─── Data provided ───
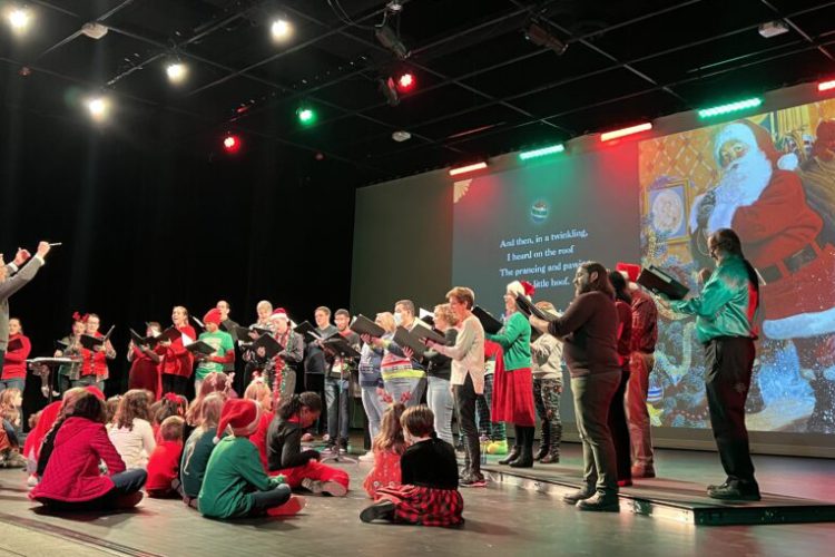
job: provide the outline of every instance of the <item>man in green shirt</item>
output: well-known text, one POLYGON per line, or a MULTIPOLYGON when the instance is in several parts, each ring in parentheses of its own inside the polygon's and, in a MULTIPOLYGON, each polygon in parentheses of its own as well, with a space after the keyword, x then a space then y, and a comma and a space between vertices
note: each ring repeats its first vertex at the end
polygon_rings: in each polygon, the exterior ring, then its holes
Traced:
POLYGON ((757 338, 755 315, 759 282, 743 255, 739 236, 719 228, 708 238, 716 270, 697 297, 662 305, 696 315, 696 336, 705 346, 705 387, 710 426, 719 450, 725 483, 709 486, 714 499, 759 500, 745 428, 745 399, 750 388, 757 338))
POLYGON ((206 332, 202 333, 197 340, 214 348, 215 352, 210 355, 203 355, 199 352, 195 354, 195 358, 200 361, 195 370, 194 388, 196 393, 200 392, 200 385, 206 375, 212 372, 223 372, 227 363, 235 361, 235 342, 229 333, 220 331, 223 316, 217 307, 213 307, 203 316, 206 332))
───
─── Data provided ───
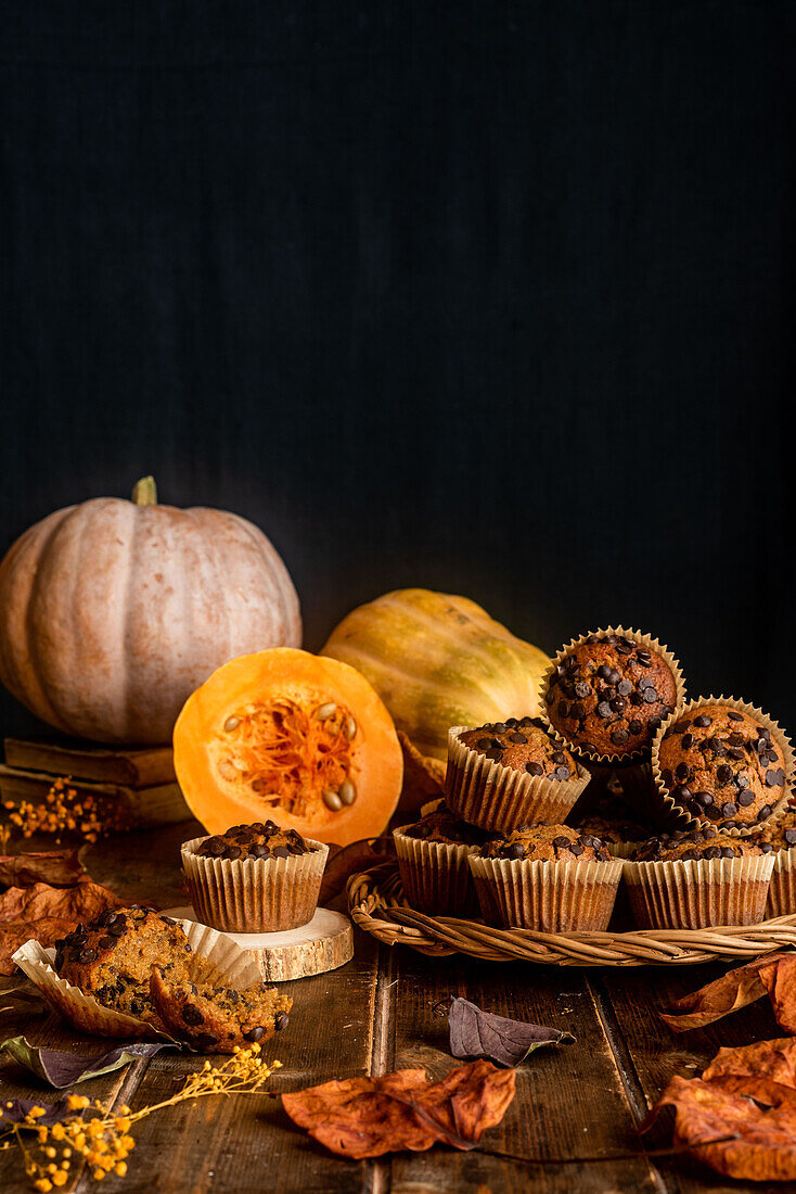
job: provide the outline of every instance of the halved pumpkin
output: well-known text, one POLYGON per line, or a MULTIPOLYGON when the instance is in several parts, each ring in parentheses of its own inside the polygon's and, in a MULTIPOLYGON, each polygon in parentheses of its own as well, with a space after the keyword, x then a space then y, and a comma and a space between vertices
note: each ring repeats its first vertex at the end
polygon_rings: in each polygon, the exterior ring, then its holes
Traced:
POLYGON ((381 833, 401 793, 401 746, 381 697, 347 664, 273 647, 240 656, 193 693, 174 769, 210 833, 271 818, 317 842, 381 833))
───
■ Given task:
Write out the lines again, starting with the line that contains "job: provide the outline of every instance of the halved" and going on through the line that contains "POLYGON ((381 833, 401". Replace "pumpkin" with "squash" and leave everything else as it is.

■ Correct output:
job: provide the outline of every instance of the halved squash
output: well-known text, one POLYGON per line, or a MULTIPOLYGON when the instance is in several parts, each ring in parentheses of its own inside the polygon's and, in a MULTIPOLYGON, each polygon in parentheses of its own as well, with a space after the keyword, x then a space then y, and a comma and a space between vertices
note: each ring repeats its first vertex at the end
polygon_rings: in each polygon, the exterior ring, then its holes
Traced:
POLYGON ((381 833, 401 793, 401 746, 381 697, 347 664, 273 647, 240 656, 193 693, 174 769, 210 833, 271 818, 317 842, 381 833))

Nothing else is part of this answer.